BGE-M3 Tri-Modal Vectors
BGE-M3 (BAAI General Embedding - Multi-Functionality, Multi-Linguality, Multi-Granularity) is the embedding backbone of Forge. A single model produces three types of vectors from one forward pass, replacing what traditionally required separate embedding models, BM25 indices, and reranking models.
Three Vector Types, One Model
| Vector Type | Dimension | What It Captures | Traditional Equivalent |
|---|---|---|---|
| Dense | 1024 | Semantic meaning | Sentence-BERT, E5, etc. |
| Sparse | Variable (lexical) | Exact keyword matching | BM25, SPLADE |
| ColBERT | N x 1024 (per-token) | Token-level interactions | Separate ColBERT model |
from FlagEmbedding import BGEM3FlagModel
model = BGEM3FlagModel("BAAI/bge-m3", use_fp16=False)
output = model.encode(
["What was the Q3 2024 revenue?"],
return_dense=True,
return_sparse=True,
return_colbert_vecs=True,
)
dense_vector = output["dense_vecs"][0] # Shape: (1024,)
sparse_vector = output["lexical_weights"][0] # Dict: {token_id: weight}
colbert_vectors = output["colbert_vecs"][0] # Shape: (N, 1024)Why This Matters
Before BGE-M3 (Typical RAG Pipeline)
Query → Dense Encoder (GPU, ~10ms) → Dense Search
→ BM25 Index (CPU) → Keyword Search
→ ColBERT Model (GPU, ~50ms) → Reranking
= 3 models, 3 indices, 3x the complexityWith BGE-M3 (Forge Pipeline)
Query → BGE-M3 (CPU, ~50ms) → Dense Search
→ Sparse Search
→ ColBERT Reranking
= 1 model, 1 collection, 1 forward passOne model. One Qdrant collection. Three search modalities.
BGE-M3 runs on CPU at ~50ms per query — fast enough for real-time use. Keeping it off the GPU reserves all 16GB of VRAM for the LLM, which is where GPU memory has the greatest impact on generation quality and speed.
Qdrant Named Vectors
All three vector types are stored as named vectors in a single Qdrant collection:
# forge/ingestion/embedder.py
class BGEm3Embedder:
"""Embeds text using BGE-M3 and stores in Qdrant."""
def __init__(self, config: BGEm3Config):
self.model = BGEM3FlagModel(
config.model_path,
use_fp16=config.use_fp16,
)
async def embed_and_store(self, chunk: DocumentChunk) -> str:
"""Embed a chunk and upsert into Qdrant."""
output = self.model.encode(
[chunk.enriched_text], # Context-enriched text
return_dense=True,
return_sparse=True,
return_colbert_vecs=True,
max_length=self.config.max_length,
)

--- QUESTIONS ---
A. According to the BGE-M3 page, what is gained by running BGE-M3 on CPU instead of GPU?
B. Continue the BGE-M3 page from its final line.

--- RAW DATA ---

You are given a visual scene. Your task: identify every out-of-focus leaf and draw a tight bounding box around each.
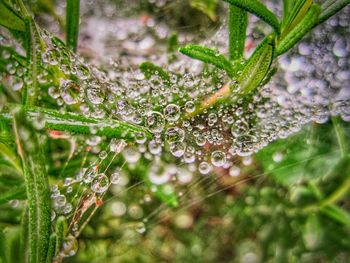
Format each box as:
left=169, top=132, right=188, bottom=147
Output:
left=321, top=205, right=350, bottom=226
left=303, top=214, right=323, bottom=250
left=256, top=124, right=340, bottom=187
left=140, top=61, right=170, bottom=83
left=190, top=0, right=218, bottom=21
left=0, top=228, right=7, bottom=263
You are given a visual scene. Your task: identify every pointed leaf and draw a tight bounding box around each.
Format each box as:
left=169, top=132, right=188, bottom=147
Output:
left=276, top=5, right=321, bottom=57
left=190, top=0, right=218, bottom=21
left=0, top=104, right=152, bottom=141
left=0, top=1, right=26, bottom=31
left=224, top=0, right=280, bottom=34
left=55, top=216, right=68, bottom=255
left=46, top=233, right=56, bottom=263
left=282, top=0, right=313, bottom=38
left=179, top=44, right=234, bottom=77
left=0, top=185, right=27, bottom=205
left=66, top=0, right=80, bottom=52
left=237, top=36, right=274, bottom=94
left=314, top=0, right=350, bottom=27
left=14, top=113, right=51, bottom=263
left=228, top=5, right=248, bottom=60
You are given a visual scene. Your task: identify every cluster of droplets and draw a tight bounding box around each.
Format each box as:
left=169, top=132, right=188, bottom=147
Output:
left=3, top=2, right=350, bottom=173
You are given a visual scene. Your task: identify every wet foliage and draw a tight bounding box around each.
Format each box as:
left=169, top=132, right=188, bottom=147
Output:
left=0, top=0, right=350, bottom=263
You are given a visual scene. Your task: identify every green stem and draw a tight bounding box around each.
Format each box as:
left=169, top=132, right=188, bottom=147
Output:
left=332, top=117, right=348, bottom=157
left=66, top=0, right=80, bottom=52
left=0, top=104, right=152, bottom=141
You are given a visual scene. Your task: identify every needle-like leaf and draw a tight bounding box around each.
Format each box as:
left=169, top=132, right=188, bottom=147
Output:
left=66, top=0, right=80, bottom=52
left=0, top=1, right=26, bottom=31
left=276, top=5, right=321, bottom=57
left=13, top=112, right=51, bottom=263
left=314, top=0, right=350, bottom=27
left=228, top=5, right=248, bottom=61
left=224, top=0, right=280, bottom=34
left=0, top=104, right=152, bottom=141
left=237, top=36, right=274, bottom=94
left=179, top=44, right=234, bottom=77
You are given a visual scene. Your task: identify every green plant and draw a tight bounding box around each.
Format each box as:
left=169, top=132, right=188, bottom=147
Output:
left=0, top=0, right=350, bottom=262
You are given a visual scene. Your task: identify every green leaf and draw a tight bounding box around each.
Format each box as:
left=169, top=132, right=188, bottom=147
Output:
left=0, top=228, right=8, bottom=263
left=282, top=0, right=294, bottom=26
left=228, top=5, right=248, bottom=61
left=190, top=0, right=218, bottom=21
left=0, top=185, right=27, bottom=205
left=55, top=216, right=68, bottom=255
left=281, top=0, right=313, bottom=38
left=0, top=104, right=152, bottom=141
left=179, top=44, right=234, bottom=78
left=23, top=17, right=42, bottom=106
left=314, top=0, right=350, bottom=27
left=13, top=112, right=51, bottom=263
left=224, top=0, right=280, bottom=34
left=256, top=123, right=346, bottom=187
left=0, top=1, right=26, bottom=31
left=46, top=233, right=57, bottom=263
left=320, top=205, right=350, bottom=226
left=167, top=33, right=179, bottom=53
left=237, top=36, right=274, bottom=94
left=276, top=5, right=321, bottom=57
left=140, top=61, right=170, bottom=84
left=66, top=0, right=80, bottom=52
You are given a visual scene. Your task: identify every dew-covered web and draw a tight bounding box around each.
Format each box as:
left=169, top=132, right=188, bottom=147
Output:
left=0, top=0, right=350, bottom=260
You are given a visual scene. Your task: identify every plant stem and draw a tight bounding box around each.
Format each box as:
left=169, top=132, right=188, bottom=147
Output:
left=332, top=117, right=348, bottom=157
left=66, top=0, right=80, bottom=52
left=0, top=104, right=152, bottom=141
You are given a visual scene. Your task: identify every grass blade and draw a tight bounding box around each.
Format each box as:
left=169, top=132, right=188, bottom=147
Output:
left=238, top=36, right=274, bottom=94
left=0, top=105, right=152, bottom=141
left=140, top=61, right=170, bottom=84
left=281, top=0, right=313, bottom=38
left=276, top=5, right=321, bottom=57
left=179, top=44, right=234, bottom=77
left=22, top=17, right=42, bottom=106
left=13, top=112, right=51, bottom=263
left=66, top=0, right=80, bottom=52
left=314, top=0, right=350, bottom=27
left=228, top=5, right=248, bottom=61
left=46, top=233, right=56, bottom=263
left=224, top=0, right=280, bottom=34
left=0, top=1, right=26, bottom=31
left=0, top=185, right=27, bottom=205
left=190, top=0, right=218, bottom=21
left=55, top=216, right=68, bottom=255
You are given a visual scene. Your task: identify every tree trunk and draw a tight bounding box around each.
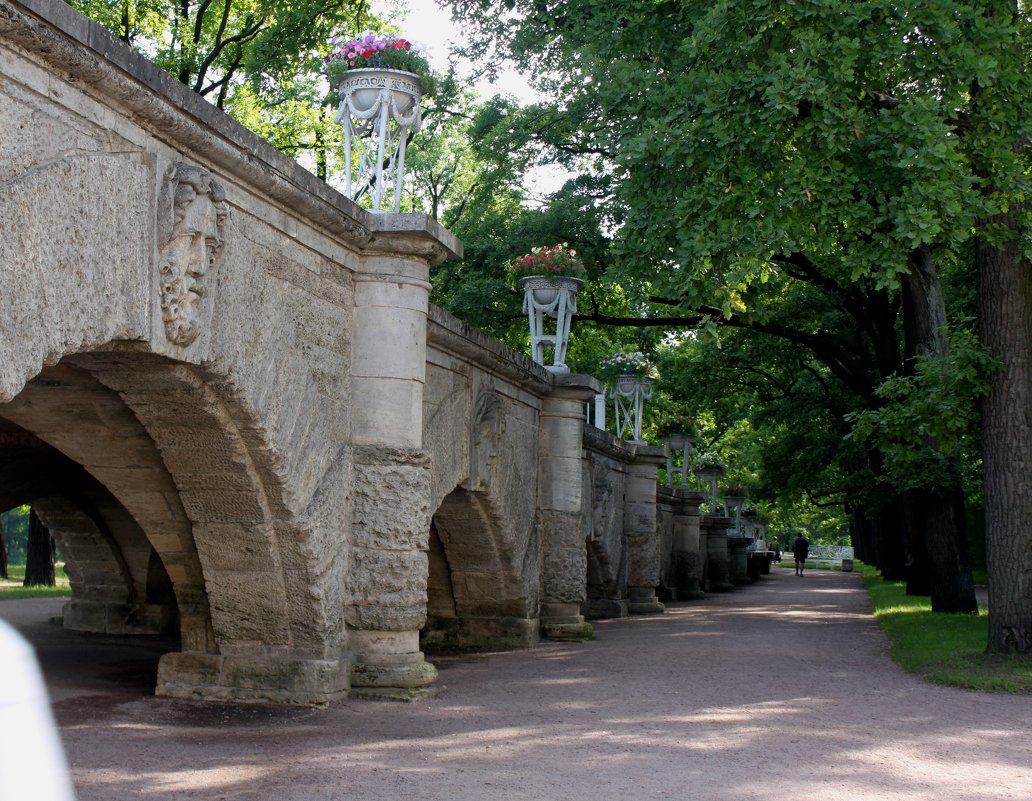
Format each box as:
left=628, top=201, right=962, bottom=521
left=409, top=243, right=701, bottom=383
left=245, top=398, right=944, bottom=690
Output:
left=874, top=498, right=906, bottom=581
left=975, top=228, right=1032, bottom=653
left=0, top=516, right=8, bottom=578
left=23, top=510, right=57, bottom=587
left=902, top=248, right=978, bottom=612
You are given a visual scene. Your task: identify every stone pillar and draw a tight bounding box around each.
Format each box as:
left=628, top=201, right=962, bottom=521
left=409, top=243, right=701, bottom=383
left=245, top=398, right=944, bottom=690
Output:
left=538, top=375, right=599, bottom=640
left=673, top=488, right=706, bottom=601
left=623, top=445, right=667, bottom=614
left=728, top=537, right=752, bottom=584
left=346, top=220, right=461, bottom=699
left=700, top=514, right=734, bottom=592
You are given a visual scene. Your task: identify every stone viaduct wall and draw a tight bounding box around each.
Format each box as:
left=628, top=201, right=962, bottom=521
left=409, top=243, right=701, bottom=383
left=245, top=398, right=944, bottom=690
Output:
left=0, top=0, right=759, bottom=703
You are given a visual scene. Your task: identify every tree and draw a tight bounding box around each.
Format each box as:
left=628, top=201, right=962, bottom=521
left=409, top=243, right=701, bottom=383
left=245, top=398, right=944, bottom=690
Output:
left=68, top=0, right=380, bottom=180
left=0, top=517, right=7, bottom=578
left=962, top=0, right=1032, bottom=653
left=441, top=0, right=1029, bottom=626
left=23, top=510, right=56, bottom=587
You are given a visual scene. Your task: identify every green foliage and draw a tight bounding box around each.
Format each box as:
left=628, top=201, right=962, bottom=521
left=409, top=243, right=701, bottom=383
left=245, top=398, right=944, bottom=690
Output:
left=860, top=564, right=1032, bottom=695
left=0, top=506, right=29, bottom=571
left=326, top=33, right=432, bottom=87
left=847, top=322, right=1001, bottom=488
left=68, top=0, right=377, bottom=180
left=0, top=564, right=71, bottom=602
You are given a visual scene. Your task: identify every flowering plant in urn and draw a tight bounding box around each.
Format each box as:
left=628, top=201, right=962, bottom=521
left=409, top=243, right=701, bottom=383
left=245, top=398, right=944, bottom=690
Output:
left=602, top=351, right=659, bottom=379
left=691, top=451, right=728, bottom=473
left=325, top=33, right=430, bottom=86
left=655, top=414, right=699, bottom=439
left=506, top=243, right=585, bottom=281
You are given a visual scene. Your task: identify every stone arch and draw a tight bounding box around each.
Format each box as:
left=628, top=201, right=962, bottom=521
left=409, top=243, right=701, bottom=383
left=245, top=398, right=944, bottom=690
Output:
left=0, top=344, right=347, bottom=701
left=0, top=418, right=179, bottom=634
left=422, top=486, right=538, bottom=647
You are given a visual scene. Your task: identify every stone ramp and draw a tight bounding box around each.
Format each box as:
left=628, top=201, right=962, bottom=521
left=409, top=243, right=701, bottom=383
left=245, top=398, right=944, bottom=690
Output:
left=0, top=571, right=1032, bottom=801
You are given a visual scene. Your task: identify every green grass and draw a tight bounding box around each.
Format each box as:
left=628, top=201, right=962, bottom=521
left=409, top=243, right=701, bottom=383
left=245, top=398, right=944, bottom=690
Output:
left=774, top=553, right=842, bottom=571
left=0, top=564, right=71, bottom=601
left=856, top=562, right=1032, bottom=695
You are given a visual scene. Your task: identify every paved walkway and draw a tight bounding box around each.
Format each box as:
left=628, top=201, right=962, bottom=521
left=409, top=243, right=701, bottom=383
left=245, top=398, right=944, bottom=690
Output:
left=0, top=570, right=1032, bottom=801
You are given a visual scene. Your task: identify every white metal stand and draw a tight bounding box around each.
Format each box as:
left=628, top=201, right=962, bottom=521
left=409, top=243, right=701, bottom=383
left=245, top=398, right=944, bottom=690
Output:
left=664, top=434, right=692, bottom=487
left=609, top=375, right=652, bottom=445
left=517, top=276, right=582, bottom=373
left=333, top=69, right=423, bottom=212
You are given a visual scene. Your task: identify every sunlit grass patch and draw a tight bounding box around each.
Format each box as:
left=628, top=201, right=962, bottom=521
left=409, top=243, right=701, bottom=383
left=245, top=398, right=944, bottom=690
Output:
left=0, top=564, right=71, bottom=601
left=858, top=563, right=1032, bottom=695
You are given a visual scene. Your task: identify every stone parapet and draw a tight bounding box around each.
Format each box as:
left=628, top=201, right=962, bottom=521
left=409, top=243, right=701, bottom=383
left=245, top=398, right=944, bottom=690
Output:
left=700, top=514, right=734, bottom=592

--- ANSWERS PROVIDED ---
A. It keeps all 16GB of VRAM free for the LLM.

B.
point = PointStruct(
id=chunk.id,
vector={
"dense": output["dense_vecs"][0].tolist(),
"sparse": SparseVector(
indices=list(output["lexical_weights"][0].keys()),
values=list(output["lexical_weights"][0].values()),
),
"colbert": output["colbert_vecs"][0].tolist(),
},
payload={
"text": chunk.enriched_text,
"original_text": chunk.original_text,
"level": chunk.level,
"document_id": chunk.document_id,
"parent_id": chunk.parent_id,
# ... additional metadata
},
)
await self.qdrant.upsert(
collection_name="forge_documents",
points=[point],
)
return chunk.idQdrant Collection Schema
# forge/storage/qdrant_setup.py
async def create_collection():
await qdrant.create_collection(
collection_name="forge_documents",
vectors_config={
"dense": VectorParams(
size=1024,
distance=Distance.COSINE,
),
"colbert": VectorParams(
size=1024,
distance=Distance.COSINE,
multivector_config=MultiVectorConfig(
comparator=MultiVectorComparator.MAX_SIM,
),
),
},
sparse_vectors_config={
"sparse": SparseVectorParams(
index=SparseIndexParams(on_disk=False),
),
},
)Search Strategies
Dense Search (Semantic)
Best for: broad topical queries, “find me something about X”
results = await qdrant.search(
collection_name="forge_documents",
query_vector=NamedVector(name="dense", vector=dense_vec),
limit=20,
)Sparse Search (Keyword)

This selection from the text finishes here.